Texte à lire |
M. le Président : A Mulhouse, comment la répartition des juges est-elle opérée ? Les choisissez-vous ou se désignent-ils eux-mêmes ?

M. LEBROU : J'établis le tableau de service, aussi bien pour les procédures collectives que pour le contentieux. Je fais en sorte qu'ils se rencontrent tous, mais que les mêmes ne soient pas toujours ensemble et qu'ils alternent contentieux général et procédures collectives.

M. le Président : Vous faites les deux ?

M. LEBROU : Non, je fais uniquement les procédures collectives.

M. le Président : Le mode de désignation est donc un peu différent de celui de Strasbourg. Comment cela fonctionne-t-il ? Est-ce vous qui rédigez les jugements et les leur faites-vous rédiger ?

M. BANGRATZ : Ils ne rédigent que leurs ordonnances comme juges-commisaires et je rédige les décisions de fond du tribunal. Ils ne rédigent pas les jugements.

M. LEBROU : Même chose à Mulhouse.

M. le Président : Vous arrive-t-il d'être mis en minorité ?

Consigne a | Recopiez à l'identique les lignes du fichier de données ci-dessous, en commençant par celle qui contient "Where can you see the plant" et en terminant par celle qui contient "point(52, 19)".

Extrait d'un fichier de données:

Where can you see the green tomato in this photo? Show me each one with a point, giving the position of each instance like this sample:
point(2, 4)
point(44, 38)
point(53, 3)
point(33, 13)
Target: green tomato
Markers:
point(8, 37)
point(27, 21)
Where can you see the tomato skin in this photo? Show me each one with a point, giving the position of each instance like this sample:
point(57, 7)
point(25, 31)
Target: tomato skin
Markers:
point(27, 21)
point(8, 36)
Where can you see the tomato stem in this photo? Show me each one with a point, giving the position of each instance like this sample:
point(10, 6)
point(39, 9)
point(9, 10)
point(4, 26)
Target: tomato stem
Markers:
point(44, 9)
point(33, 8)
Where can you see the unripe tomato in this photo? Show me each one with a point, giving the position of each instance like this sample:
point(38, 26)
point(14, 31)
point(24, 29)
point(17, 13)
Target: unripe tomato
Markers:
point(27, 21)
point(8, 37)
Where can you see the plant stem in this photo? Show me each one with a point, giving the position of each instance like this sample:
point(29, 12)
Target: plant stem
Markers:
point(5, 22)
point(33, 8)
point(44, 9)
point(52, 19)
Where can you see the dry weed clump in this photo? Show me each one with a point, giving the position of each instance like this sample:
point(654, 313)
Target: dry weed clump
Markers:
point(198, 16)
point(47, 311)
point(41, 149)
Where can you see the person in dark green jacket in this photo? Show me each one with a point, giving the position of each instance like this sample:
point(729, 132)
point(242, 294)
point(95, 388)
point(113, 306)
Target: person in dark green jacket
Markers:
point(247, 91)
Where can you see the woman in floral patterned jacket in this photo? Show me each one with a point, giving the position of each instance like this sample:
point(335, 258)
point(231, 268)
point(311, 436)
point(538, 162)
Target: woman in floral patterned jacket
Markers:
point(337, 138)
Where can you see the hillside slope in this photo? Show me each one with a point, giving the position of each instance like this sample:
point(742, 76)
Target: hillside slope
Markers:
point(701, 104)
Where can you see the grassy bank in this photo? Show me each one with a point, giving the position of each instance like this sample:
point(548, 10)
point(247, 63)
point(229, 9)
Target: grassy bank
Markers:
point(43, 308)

Consigne b | Résumez en deux phrases le texte à lire.

Réponse complète a |
Where can you see the plant stem in this photo? Show me each one with a point, giving the position of each instance like this sample:
point(29, 12)
Target: plant stem
Markers:
point(5, 22)
point(33, 8)
point(44, 9)
point(52, 19)

Réponse complète b | M. Lebrou explique qu'à Mulhouse il établit le tableau de service pour que tous les juges se rencontrent sans être toujours ensemble et qu'ils alternent contentieux général et procédures collectives, lui-même ne s'occupant que des procédures collectives. M. Bangratz précise que les juges ne rédigent que leurs ordonnances de juges-commissaires tandis que lui rédige les décisions de fond du tribunal, et M. Lebrou indique qu'il en va de même à Mulhouse.